■ **What is being asked**
Copy the records below word for word, line by line, in their original order.

■ **Supplied records**

-- begin --

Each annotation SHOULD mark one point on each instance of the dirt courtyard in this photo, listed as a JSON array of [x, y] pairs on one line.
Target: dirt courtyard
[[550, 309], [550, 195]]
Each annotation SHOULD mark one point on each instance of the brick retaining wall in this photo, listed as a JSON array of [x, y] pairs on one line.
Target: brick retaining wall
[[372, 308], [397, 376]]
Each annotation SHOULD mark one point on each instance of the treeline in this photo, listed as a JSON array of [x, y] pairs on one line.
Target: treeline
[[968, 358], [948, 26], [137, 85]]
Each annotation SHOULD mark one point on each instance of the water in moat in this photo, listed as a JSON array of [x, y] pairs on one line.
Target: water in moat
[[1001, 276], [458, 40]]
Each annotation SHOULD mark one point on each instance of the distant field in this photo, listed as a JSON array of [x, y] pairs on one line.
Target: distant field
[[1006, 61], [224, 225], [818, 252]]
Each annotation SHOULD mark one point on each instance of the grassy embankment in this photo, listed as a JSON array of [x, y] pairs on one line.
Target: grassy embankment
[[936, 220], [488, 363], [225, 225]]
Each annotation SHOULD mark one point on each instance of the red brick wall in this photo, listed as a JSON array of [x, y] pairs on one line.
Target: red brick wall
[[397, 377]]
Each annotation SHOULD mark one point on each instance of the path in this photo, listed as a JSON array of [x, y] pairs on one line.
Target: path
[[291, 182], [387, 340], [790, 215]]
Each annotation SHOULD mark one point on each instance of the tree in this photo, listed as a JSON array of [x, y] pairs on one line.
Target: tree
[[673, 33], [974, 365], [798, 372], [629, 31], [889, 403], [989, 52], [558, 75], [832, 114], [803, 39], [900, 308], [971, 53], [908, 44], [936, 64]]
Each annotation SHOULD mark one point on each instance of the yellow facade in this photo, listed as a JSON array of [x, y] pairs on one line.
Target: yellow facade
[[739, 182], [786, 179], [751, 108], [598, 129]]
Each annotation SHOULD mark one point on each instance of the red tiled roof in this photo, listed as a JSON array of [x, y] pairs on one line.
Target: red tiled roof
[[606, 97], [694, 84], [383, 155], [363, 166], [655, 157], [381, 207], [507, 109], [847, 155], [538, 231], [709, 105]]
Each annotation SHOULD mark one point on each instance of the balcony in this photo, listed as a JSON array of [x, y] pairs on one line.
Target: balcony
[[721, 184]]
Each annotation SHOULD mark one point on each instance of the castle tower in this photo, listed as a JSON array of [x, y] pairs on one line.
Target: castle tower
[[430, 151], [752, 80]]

-- end --

■ **Output of the exercise**
Each annotation SHOULD mark one point on each instance of the dirt courtyard in this photo, listed as a JSON array of [x, y] pairs on one line.
Target: dirt courtyard
[[550, 309], [550, 195]]
Each annotation SHOULD mark one point on each instance of the brick retaining wall in this photo, listed as a JSON array of [x, y] pairs on one line.
Target: brick retaining wall
[[372, 308], [397, 376]]
Each annotation SHOULD mark one point on each instance of the treeline in this photo, listed as a JSON array of [x, y] pairs on one line.
Target: treeline
[[968, 358], [948, 26], [137, 85]]
Each annotation SHOULD mark one point on each instance of the water in moat in this photo, listed as a JSON array of [x, y] pairs on one line.
Target: water in moat
[[1001, 276], [458, 40]]
Each annotation SHOULD mark one point on each instance of the distant field in this photo, listed as a JSON array of [x, y] pairs on one line.
Target: distant field
[[1006, 61], [224, 225], [818, 252]]
Each annotation SHOULD mark one point on each instance of the grassy embankment in this photo, listed as a JSON array of [x, y] pairs on one line.
Target: grassy embankment
[[936, 220], [488, 363], [225, 225]]
Each annotation SHOULD mark one point on each instance of the red brick wall in this photo, listed as a JSON array of [x, y] pairs on one line.
Target: red brick wall
[[397, 377]]
Each annotation SHOULD mark one point on each instance of the path in this photo, listed as a JSON array of [x, y] pairs on one line.
Target: path
[[291, 182], [387, 340], [790, 215]]
Each annotation SHOULD mark one point on each instance of the tree in this photo, listed as a JSON array of [x, y] pairs on one line.
Target: tree
[[673, 33], [974, 365], [798, 372], [629, 31], [889, 403], [989, 52], [558, 75], [832, 114], [803, 39], [900, 308], [971, 53], [908, 44], [936, 64]]
Each annotation SHOULD mark one point on each instance of the yellow facade in this photo, listed as a JSON array of [x, y] pairs on one line.
Target: yellow facade
[[739, 182], [786, 179], [751, 108], [598, 129]]
Each annotation SHOULD mark one point on each instance of the red tiled roof in this photo, listed as a JSON array of [x, y] pairs on one line.
Target: red tiled roof
[[606, 97], [694, 84], [383, 155], [363, 166], [655, 157], [381, 207], [507, 109], [847, 155], [538, 231], [709, 105]]
Each annotation SHOULD mark one point on each instance of the balcony in this photo, listed as a JSON array of [x, y] pairs on one line.
Target: balcony
[[721, 184]]
Each annotation SHOULD mark one point on each instance of the castle tower in this photo, listed as a JSON array of [x, y] pairs on one line.
Target: castle tower
[[430, 151], [752, 80]]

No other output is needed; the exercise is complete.